#### TASK TO COMPLETE:
List every limitation of the Trade Adjustment Assistance program that the NAFTA jobs article below gives to explain why it undercounts NAFTA's victims.

#### PAGE EXCERPT:
---------------

The Multinational Monitor

DECEMBER 1997 · VOLUME 18 · NUMBER 12


L A B O R


Faded Denim
NAFTA Blues

by Bill Medaille and Andrew Wheat


BY THE END OF YEAR FOUR OF THE NAFTA CALENDAR, some 6,472 laid off workers in El Paso, Texas had been officially certified as North American Free Trade Agreement victims. Bienvenidos to ground zero of NAFTA.


THE NAFTA JOBS NUMBER GAME

THE LABOR DEPARTMENT Trade Adjustment Assistance program's (TAA) count of NAFTA-related job losses provides a starting point, but even a study commissioned by the Labor Department concluded that it undercounts NAFTA's victims.

Several TAA limitations help explain this undercount:

  • TAA certification requirements are tight, with two in five applications denied;

  • Many of the workers that TAA relies on to file claims and to jump through bureaucratic hoops have limited literacy and English skills;

  • TAA only covers workers who produce certain kinds of manufactured goods; and

  • Only in 1997 did TAA even begin to consider the indirect job losses that occur when a plant relocates to Mexico and the plants that supply it close down.
For these reasons, critics such as Public Citizen's Bob Naiman argue that government bean counters miss at least two lost jobs for every one that they certify.

---------------

#### INFORMATION SHOWN:
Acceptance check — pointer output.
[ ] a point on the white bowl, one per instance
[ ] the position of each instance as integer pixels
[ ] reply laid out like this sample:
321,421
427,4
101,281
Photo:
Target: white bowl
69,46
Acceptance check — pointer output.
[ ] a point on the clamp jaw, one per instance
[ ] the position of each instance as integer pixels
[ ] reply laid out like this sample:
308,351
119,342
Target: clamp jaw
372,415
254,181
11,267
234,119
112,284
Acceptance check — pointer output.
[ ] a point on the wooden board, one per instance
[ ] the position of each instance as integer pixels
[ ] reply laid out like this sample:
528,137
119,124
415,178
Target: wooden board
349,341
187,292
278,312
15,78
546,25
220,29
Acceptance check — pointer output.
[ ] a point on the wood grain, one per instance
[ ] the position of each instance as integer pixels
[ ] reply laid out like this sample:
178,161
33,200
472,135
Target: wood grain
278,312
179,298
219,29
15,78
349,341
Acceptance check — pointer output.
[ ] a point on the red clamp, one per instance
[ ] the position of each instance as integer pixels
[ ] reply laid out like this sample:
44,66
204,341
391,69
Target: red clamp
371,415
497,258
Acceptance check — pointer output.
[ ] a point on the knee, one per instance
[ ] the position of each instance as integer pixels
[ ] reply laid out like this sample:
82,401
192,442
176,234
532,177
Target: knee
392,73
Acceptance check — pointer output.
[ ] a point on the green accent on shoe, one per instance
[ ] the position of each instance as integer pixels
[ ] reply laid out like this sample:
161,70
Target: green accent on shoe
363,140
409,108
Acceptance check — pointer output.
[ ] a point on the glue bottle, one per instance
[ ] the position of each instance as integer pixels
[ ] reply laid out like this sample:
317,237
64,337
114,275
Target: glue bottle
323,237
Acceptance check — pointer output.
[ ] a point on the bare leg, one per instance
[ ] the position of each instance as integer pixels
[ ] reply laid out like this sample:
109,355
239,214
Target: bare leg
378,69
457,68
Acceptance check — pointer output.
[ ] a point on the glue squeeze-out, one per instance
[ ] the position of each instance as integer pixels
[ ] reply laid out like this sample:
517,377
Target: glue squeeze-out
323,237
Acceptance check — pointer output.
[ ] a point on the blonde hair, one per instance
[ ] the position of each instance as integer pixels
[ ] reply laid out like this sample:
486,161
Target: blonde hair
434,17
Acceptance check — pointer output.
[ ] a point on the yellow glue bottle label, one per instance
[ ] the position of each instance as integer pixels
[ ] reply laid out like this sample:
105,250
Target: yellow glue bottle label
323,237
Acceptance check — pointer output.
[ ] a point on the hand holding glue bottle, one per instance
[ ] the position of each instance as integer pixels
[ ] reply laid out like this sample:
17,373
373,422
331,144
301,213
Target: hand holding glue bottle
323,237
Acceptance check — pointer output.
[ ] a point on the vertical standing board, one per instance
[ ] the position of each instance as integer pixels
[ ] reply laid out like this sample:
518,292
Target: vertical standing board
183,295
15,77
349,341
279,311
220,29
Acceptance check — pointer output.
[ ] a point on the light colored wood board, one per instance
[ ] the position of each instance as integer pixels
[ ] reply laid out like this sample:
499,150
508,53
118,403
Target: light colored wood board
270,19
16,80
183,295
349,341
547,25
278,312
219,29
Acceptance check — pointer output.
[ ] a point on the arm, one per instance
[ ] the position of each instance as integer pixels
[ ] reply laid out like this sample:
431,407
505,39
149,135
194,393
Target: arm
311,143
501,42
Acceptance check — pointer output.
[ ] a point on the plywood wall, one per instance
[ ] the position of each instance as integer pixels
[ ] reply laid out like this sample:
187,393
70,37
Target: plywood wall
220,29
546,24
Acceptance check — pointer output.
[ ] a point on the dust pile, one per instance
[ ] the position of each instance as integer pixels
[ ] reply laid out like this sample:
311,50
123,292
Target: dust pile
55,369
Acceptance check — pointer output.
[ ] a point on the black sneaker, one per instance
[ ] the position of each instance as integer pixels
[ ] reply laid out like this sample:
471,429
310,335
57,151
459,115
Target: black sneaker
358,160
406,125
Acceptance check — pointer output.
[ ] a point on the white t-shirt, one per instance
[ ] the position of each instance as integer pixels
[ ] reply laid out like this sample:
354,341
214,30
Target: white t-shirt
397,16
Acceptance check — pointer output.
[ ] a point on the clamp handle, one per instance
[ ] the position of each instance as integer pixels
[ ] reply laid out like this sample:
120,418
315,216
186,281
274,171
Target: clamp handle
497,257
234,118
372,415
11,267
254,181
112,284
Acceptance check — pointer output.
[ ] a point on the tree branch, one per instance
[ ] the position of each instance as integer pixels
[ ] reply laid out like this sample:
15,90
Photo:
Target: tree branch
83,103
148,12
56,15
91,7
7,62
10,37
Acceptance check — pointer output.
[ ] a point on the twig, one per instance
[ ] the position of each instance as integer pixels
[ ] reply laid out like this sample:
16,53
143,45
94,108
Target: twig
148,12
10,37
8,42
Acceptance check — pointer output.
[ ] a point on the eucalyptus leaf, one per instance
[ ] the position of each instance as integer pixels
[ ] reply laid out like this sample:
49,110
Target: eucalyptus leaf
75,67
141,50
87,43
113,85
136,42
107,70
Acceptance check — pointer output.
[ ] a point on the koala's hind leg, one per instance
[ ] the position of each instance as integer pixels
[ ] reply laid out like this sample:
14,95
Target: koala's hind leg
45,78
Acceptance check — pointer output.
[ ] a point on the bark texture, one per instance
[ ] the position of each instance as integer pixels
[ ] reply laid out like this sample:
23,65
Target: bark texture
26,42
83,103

---------------

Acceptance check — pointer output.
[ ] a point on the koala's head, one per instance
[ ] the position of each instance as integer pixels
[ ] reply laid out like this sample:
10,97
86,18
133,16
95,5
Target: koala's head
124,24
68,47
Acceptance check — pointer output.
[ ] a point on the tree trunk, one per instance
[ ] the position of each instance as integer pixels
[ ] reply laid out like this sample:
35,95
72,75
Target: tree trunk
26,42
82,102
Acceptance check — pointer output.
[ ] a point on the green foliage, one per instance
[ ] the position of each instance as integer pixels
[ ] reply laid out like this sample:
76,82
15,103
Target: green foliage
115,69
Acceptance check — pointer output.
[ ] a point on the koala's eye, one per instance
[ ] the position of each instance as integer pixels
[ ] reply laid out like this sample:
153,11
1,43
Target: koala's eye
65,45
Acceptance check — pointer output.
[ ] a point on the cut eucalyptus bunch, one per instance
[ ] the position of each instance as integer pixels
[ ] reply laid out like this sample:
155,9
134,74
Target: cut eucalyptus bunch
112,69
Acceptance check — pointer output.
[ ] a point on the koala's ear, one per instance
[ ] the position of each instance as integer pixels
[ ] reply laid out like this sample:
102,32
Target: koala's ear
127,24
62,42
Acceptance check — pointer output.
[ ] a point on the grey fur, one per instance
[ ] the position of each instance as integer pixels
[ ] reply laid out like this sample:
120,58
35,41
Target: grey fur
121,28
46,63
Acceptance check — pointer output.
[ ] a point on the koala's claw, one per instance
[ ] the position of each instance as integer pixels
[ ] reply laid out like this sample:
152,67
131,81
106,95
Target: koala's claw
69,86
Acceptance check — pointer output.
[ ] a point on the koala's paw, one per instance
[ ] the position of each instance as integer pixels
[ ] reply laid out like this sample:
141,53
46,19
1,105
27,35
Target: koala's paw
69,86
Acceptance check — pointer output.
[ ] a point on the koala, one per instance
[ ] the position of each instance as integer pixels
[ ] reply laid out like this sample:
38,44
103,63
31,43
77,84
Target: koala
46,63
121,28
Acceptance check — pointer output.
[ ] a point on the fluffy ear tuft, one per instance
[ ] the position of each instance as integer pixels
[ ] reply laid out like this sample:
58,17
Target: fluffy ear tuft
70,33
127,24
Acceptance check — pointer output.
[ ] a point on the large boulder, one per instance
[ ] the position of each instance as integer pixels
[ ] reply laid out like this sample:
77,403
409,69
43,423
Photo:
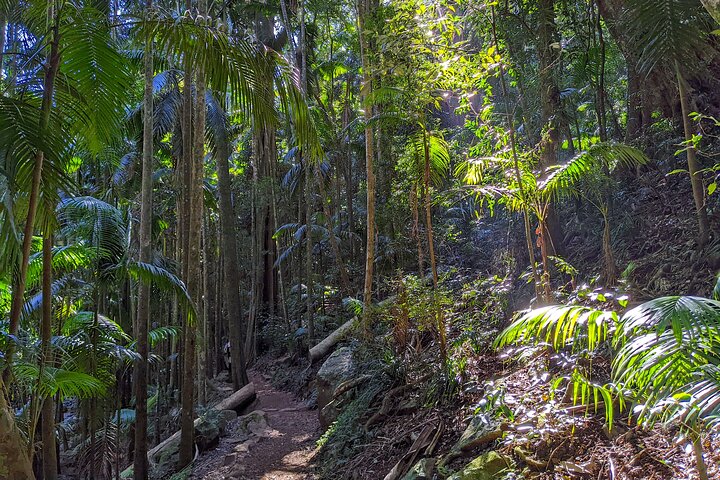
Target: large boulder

---------------

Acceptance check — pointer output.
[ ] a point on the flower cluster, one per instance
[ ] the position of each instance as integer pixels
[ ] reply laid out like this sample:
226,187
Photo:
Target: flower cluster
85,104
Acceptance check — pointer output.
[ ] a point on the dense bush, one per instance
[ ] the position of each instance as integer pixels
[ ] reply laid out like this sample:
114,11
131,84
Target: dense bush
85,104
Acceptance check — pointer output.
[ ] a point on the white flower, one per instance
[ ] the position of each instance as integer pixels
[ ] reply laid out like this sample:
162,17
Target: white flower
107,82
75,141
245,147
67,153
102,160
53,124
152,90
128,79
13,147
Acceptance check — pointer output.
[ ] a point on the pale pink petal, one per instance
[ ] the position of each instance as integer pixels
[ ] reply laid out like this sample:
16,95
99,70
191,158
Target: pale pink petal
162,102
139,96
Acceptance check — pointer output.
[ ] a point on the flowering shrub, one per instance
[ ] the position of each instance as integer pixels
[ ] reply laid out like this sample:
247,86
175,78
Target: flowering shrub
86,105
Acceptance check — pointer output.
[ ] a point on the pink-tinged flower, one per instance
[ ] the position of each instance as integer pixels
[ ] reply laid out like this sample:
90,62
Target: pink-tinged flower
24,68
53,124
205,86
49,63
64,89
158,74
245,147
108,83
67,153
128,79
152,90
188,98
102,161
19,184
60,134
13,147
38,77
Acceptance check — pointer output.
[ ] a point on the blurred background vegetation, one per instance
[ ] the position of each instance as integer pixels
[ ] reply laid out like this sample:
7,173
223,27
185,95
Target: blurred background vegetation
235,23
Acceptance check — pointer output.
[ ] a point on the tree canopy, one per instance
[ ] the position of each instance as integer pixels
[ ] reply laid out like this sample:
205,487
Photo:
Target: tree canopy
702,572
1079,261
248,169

---------------

#### EXPECTED ANSWER:
- TAA certification requirements are tight, with two in five applications denied.
- Many of the workers whom TAA relies on to file claims and jump through bureaucratic hoops have limited literacy and English skills.
- TAA covers only workers who produce certain kinds of manufactured goods.
- Only in 1997 did TAA begin to consider indirect job losses, which occur when a plant relocates to Mexico and the plants that supply it close down.